*GIVEN INSTRUCTION*
Write out each of the entries below word for word, with no changes.

*PROVIDED ENTRIES*
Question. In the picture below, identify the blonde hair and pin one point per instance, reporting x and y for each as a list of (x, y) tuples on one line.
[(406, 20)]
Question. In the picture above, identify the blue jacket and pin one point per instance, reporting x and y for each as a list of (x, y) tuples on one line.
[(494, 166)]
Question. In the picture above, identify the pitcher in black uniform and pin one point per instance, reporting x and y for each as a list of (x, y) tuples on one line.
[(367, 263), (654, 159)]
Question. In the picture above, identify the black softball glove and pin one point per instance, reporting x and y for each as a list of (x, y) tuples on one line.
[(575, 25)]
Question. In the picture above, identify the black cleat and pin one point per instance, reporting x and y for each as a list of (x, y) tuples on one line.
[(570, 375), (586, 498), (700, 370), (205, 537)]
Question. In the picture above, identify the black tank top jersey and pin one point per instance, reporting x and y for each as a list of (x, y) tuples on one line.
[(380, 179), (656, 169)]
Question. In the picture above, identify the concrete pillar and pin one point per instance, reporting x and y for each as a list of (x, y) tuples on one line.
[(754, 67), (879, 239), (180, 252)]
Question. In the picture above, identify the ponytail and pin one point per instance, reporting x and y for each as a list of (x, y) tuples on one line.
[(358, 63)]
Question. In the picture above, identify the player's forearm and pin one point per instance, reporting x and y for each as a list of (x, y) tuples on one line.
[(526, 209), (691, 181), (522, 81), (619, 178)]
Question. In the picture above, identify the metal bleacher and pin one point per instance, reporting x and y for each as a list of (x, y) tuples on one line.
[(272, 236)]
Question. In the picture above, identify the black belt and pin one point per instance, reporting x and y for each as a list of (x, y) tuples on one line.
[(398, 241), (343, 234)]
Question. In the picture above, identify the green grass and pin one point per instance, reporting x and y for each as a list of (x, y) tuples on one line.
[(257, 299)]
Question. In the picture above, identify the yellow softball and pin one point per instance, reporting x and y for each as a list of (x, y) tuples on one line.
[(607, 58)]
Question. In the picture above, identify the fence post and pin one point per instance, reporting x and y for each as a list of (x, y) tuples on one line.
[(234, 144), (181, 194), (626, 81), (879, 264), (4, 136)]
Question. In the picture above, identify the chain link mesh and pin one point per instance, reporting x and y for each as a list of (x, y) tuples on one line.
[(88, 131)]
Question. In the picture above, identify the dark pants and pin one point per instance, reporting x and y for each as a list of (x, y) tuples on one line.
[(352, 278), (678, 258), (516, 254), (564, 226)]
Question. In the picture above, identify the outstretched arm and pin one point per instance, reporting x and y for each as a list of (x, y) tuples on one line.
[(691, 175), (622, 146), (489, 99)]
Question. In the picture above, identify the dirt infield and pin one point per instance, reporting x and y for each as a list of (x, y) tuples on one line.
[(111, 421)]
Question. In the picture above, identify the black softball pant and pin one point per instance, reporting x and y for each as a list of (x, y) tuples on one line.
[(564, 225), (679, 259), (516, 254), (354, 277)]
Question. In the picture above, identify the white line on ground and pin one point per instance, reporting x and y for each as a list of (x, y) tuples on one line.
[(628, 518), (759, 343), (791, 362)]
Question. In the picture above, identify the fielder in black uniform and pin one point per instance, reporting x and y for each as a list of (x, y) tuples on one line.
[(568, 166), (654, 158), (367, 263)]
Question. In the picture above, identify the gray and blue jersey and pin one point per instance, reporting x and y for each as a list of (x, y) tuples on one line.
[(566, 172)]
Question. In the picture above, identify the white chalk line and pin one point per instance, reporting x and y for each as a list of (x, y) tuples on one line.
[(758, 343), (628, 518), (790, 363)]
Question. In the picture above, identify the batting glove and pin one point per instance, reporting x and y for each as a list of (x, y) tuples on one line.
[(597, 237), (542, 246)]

*EXERCISE RESPONSE*
Question. In the picture below, identify the blonde hair and pin one point per instance, reporting x and y for each as a list of (x, y) tuples on one line.
[(406, 20)]
Question. In the picture above, identify the blue jacket and pin one point per instance, reporting x and y for each as a list of (x, y) tuples on one line.
[(494, 166)]
Question. In the picture above, identify the pitcher in black uniform and pin one point per instance, reporting x and y for each as a list of (x, y) tuples on one line.
[(367, 263), (654, 159)]
Question. In the picture above, identify the black softball glove and pin one point per instance, reporting x and y for each as a list of (x, y) tuples on one line.
[(575, 25)]
Question. In the picture above, identify the black cleat and pin one point per instance, reporting x and y for each as a list of (x, y) tuples on one line.
[(570, 375), (586, 498), (700, 370), (205, 537)]
Question. In the picture above, identify the black tank top jersey and pin one point per instance, reporting x and y for each as a list of (x, y) tuples on one line.
[(380, 179), (656, 169)]
Question. In the picture above, identify the concrete pillar and pin one point per instance, reporting x and y for each as a list of (x, y) tuples on one line.
[(754, 67), (879, 239), (180, 252)]
Question. In the picture above, identify the ponytail and pin one point per instance, reporting x and y for each as a list of (x, y) tuples on one line.
[(358, 63)]
Question. In the picture above, identify the player's forearm and pin one point per instance, reporting x and y for each as a list of (x, y) tuples on one line.
[(526, 209), (691, 181), (522, 81), (619, 178)]
Question. In the picture above, identify the metal bleacher and pin one point per instance, reporting x and y for each as a list of (x, y) tuples on one line.
[(272, 236)]
Question. In the picture above, identify the black belt and pin one point per instance, reporting x and y for each as a list of (x, y) tuples on one line.
[(398, 241), (343, 234)]
Question. In the picture above, identify the green grass and pin one point per instance, reporting x and y for each as a list of (x, y) tuples on one line.
[(257, 299)]
Question. In the picture above, identify the yellow softball and pin one point per instance, reporting x and y for each as a list of (x, y) tuples on one line.
[(607, 58)]
Question. In the picture above, identify the fence post and pin one point per instance, reporting x and y for each as a list of (x, y) tuples on one line.
[(234, 144), (181, 194), (626, 81), (879, 264), (4, 136)]
Question. In the picture above, identify the chain link mesh and pin one point per instance, reporting x and y for each as a list of (x, y) tuples on one line.
[(88, 131)]
Question. In the picture above, identify the dark pants and pin one point per instance, reporting x and y for each as a list of (x, y) tuples on one line.
[(352, 278), (678, 258), (516, 254), (564, 226)]
Question. In the picture above, identify the outstretched arm and pin one point per instance, reporting x and y for each as a list of (x, y) tuples on one line.
[(691, 175), (622, 146), (489, 99)]
Question. In the picture above, identify the dirt infield and pin one point per instance, reporting x and y for each as a list of (x, y) tuples on one line.
[(111, 421)]
Question. In the picture above, identify the black softball pant and pin one point per instance, reporting x and y for each as a list of (x, y) tuples on one line.
[(564, 225), (679, 259), (516, 254), (354, 277)]
Question. In the picture above, identify the white line on ground and pin one point per instance, reporting x and y for each as a list of (x, y) tuples on one line.
[(628, 518), (759, 343), (791, 362)]
Question. In the picture above, identify the fielder in black uniform and pin one point per instance, reporting x and y for each as a list of (x, y) tuples on one line.
[(568, 166), (654, 158), (367, 263)]
Question. In the picture above, identify the gray and blue jersey and pin one point per instance, reporting x and y for each as a list of (x, y) tuples on one line.
[(566, 172)]
Question. In the picture above, identify the white chalk line and pin one point per instance, reporting x and y for each as a list of (x, y) tuples on one line.
[(758, 343), (628, 518), (790, 363)]
Question. In the picture above, identify the batting glove and pin one point per instance, reporting x and y for each as a list of (x, y) tuples on one line.
[(597, 237), (542, 246)]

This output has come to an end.